Location identification entries:
══════
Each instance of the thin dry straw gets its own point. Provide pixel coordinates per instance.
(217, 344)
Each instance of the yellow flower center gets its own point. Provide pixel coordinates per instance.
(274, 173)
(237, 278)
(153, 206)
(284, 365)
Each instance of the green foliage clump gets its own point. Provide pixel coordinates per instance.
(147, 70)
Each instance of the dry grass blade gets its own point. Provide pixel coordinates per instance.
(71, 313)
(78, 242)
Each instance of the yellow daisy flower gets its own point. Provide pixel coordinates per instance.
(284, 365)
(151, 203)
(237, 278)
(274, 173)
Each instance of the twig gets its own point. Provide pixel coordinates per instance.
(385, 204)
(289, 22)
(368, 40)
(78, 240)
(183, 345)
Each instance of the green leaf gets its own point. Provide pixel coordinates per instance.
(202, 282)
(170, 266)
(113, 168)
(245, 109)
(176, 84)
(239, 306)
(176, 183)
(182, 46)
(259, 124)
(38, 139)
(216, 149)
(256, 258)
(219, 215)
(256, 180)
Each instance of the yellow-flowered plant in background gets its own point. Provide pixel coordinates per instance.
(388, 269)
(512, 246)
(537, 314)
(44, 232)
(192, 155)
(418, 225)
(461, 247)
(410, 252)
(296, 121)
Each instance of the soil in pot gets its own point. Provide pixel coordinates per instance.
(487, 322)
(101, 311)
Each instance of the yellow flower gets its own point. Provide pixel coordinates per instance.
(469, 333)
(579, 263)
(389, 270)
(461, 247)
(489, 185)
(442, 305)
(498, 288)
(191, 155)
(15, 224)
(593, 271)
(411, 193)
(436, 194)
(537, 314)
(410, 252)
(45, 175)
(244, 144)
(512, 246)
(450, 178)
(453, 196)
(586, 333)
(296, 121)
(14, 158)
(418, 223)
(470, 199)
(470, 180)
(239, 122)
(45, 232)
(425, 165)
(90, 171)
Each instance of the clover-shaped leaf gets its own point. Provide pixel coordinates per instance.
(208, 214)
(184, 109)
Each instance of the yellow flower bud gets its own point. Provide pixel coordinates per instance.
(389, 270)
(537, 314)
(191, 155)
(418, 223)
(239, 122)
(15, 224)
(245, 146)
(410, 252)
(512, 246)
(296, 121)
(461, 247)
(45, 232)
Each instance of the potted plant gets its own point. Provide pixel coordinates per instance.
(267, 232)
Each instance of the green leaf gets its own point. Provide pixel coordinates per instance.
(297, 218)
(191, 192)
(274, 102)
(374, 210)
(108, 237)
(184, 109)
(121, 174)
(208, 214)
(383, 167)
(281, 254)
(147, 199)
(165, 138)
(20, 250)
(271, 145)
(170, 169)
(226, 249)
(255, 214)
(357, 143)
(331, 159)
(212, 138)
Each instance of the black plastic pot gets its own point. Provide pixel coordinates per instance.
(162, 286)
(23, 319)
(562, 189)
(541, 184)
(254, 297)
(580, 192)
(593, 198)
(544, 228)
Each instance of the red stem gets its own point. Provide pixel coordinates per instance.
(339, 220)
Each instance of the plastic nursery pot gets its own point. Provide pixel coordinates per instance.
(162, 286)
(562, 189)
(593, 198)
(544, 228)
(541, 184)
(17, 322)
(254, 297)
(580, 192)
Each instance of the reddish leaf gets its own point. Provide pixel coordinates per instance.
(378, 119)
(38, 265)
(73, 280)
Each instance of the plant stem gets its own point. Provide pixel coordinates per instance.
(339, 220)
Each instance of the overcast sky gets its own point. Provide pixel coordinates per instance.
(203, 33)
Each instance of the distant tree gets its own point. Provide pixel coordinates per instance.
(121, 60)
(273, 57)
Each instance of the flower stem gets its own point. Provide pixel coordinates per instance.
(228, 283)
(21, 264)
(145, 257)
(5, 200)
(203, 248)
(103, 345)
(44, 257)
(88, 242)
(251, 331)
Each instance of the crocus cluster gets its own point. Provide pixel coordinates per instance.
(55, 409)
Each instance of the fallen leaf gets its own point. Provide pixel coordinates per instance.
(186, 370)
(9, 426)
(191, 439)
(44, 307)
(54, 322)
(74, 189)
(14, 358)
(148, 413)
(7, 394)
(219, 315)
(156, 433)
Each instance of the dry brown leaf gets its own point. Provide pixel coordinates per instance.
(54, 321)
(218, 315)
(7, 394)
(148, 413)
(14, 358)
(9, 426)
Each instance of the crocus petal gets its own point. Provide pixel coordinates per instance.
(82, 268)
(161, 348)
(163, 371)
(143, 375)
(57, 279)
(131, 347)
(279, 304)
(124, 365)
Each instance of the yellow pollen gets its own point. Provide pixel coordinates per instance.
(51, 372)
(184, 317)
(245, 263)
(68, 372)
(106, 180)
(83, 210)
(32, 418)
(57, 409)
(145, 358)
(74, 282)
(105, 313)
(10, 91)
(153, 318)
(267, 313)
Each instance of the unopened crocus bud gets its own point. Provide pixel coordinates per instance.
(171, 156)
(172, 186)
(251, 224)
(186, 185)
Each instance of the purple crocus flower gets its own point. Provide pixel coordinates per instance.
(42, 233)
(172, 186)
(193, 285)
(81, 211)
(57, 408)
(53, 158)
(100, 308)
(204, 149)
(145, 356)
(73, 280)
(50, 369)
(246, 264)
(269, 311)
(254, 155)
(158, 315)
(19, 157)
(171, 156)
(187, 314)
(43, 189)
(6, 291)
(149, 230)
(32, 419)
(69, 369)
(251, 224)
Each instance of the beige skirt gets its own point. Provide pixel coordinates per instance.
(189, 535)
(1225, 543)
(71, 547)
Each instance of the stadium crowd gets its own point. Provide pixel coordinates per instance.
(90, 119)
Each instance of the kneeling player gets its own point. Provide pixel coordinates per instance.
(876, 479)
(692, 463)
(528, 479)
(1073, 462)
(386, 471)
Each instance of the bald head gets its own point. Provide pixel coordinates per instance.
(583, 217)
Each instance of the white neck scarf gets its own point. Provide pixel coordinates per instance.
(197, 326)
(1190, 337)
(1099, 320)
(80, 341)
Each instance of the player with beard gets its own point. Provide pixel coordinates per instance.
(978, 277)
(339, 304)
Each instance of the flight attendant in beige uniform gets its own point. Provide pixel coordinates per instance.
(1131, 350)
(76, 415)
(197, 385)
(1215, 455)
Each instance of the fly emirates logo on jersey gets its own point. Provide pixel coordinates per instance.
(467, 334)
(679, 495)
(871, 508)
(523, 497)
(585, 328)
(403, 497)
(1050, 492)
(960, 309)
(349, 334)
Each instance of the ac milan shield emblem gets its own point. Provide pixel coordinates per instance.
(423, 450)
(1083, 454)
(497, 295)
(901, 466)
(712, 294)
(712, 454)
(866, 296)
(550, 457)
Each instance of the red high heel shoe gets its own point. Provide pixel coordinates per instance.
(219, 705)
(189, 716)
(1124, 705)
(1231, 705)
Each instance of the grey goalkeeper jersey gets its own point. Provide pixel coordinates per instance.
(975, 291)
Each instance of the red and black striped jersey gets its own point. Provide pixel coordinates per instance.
══════
■ **EXERCISE**
From the first line to the last, please quote the material above exactly.

■ **EXERCISE RESPONSE**
Each instance of the thin dry straw gets its own point. Provide pixel coordinates per instance.
(217, 344)
Each instance of the yellow flower center gets its own point. Provide pixel coordinates per instance.
(274, 173)
(237, 278)
(153, 206)
(284, 365)
Each instance of the green foliage clump gets its own point. Provide pixel coordinates per instance.
(147, 70)
Each instance of the dry grass blade gets its own point. Provide pixel coordinates per instance.
(71, 313)
(78, 242)
Each instance of the yellow daisy flower gets its own point. Provide pixel coordinates per instance.
(284, 365)
(151, 203)
(237, 278)
(274, 173)
Each instance of the twig gets its own point. Provide pixel coordinates per instance.
(385, 204)
(289, 22)
(368, 40)
(78, 240)
(183, 345)
Each instance of the green leaf gets its own point. Provide pixel coordinates per instance.
(202, 282)
(170, 266)
(113, 168)
(245, 109)
(176, 84)
(239, 306)
(176, 183)
(182, 46)
(259, 124)
(38, 139)
(216, 149)
(256, 258)
(219, 215)
(256, 180)
Each instance of the yellow-flowered plant in background gets its own point. Provide pixel coordinates per instance.
(388, 269)
(512, 246)
(537, 314)
(44, 232)
(192, 155)
(418, 225)
(461, 247)
(410, 252)
(296, 121)
Each instance of the soil in pot gets its own point. Provide pixel coordinates per instance.
(487, 322)
(101, 311)
Each instance of the yellow flower gets its own point. Provide pixel coordinates per instance.
(469, 333)
(579, 263)
(389, 270)
(461, 247)
(489, 185)
(442, 305)
(498, 288)
(191, 155)
(15, 224)
(593, 271)
(411, 193)
(436, 194)
(537, 314)
(410, 252)
(45, 175)
(244, 144)
(512, 246)
(450, 178)
(453, 196)
(586, 333)
(296, 121)
(14, 158)
(418, 223)
(470, 199)
(470, 180)
(239, 122)
(45, 232)
(425, 165)
(90, 171)
Each instance of the clover-shaped leaf gets its own point. Provide pixel coordinates per instance.
(208, 214)
(184, 109)
Each instance of the yellow flower bud gets its own point. Provide pixel coordinates per instance.
(389, 270)
(537, 314)
(191, 155)
(418, 223)
(239, 122)
(15, 224)
(245, 146)
(410, 252)
(512, 246)
(296, 121)
(461, 247)
(45, 232)
Each instance of the potted plant gets its own point. Provide pixel coordinates per instance.
(267, 232)
Each instance of the green leaf gets its own point. Provide pixel coordinates per instance.
(297, 218)
(191, 192)
(274, 102)
(374, 210)
(108, 237)
(184, 109)
(121, 174)
(208, 214)
(383, 167)
(281, 254)
(147, 199)
(165, 138)
(20, 250)
(271, 145)
(170, 169)
(226, 249)
(255, 214)
(357, 143)
(331, 159)
(212, 138)
Each instance of the black plastic pot gets its own point. Provide pixel coordinates per instance.
(162, 286)
(23, 319)
(562, 189)
(541, 184)
(254, 297)
(580, 192)
(593, 198)
(544, 228)
Each instance of the red stem gets its own point. Provide pixel coordinates per instance.
(339, 220)
Each instance of the plastic nursery pot gets its own point. Provide pixel coordinates per instance.
(162, 286)
(562, 189)
(593, 198)
(544, 228)
(541, 184)
(17, 322)
(254, 297)
(580, 192)
Each instance of the reddish leaf gets its own point. Provide pixel coordinates per instance.
(378, 119)
(38, 265)
(73, 280)
Each instance of the plant stem gets its own point. Provide pixel coordinates per instance.
(339, 220)
Each instance of the overcast sky gets its own point. Provide pixel coordinates per instance.
(203, 33)
Each instance of the distant tree gets its own point. Provide pixel coordinates per instance.
(121, 60)
(273, 57)
Each instance of the flower stem gets its own point. Provide pixel coordinates per instance.
(228, 283)
(21, 264)
(145, 257)
(5, 200)
(203, 248)
(103, 345)
(44, 257)
(88, 242)
(251, 331)
Each instance of the crocus cluster gets its own point. Provide pixel coordinates per instance.
(55, 409)
Each instance of the fallen leaf gets its own point. Provide pixel coordinates per instance.
(186, 370)
(9, 426)
(191, 439)
(44, 307)
(54, 322)
(74, 189)
(14, 358)
(148, 413)
(7, 394)
(219, 315)
(156, 433)
Each instance of the dry brown leaf gets its own point. Provide pixel coordinates per instance.
(54, 321)
(218, 315)
(7, 394)
(148, 413)
(14, 358)
(9, 426)
Each instance of the crocus petal gets its own point. Provide pixel coordinates per instance.
(82, 268)
(161, 348)
(163, 371)
(143, 375)
(57, 279)
(131, 347)
(279, 304)
(124, 365)
Each instance of the yellow pollen gets its own point. Provide pixel coordinates per instance.
(51, 372)
(184, 317)
(245, 263)
(68, 372)
(106, 180)
(83, 210)
(32, 418)
(57, 409)
(145, 358)
(74, 282)
(105, 313)
(10, 91)
(153, 318)
(267, 313)
Each instance of the unopened crocus bud gets its own point. Provide pixel coordinates per instance.
(171, 156)
(172, 186)
(251, 224)
(186, 185)
Each instance of the purple crocus flower gets its own point. Provide pixel coordinates per instance.
(42, 233)
(172, 186)
(193, 285)
(81, 211)
(57, 408)
(53, 158)
(100, 308)
(204, 149)
(145, 356)
(73, 280)
(50, 369)
(246, 264)
(269, 311)
(254, 155)
(158, 315)
(19, 157)
(171, 156)
(187, 314)
(43, 189)
(6, 291)
(149, 230)
(32, 419)
(69, 369)
(251, 224)
Each instance of the beige skirt gets its own point. Provide pixel coordinates per instance.
(189, 535)
(1225, 543)
(71, 547)
Each instance of the stadium crowd gets its own point. Provide pixel coordinates per instance.
(90, 119)
Each instance of the kneeling player gets its own point. Provide pixel coordinates per instance.
(876, 479)
(692, 463)
(528, 479)
(1073, 462)
(386, 471)
Each instance of the bald head gets its own point. Provide pixel coordinates per instance.
(583, 217)
Each instance of the white neck scarf gets its own point. Provide pixel coordinates per instance.
(197, 326)
(1190, 337)
(1099, 320)
(80, 341)
Each instance of the player with beard gets its own point. Provide pixel coordinates per instance.
(978, 277)
(339, 304)
Each instance of the flight attendant in beige uniform gets its own point. Provide pixel coordinates per instance.
(1131, 350)
(76, 415)
(197, 385)
(1215, 455)
Each instance of the fly emirates logo on jersey gets its own point. Provide pixel coordinates per instance.
(467, 334)
(679, 495)
(871, 508)
(523, 497)
(585, 328)
(403, 497)
(1050, 492)
(960, 309)
(349, 334)
Each instance of the ac milan shield emblem gets its own point. Provide pixel coordinates per instance.
(423, 450)
(1083, 454)
(497, 295)
(901, 466)
(712, 294)
(712, 454)
(866, 296)
(550, 457)
Each instance of the red high heel shoe gets its own point. Provide pixel coordinates per instance.
(219, 705)
(189, 716)
(1124, 705)
(1231, 705)
Each instance of the grey goalkeeper jersey gets its own point. Provide pixel coordinates per instance.
(975, 291)
Each instance of the red and black striped jersey gets its own point. Provide pixel coordinates per instance.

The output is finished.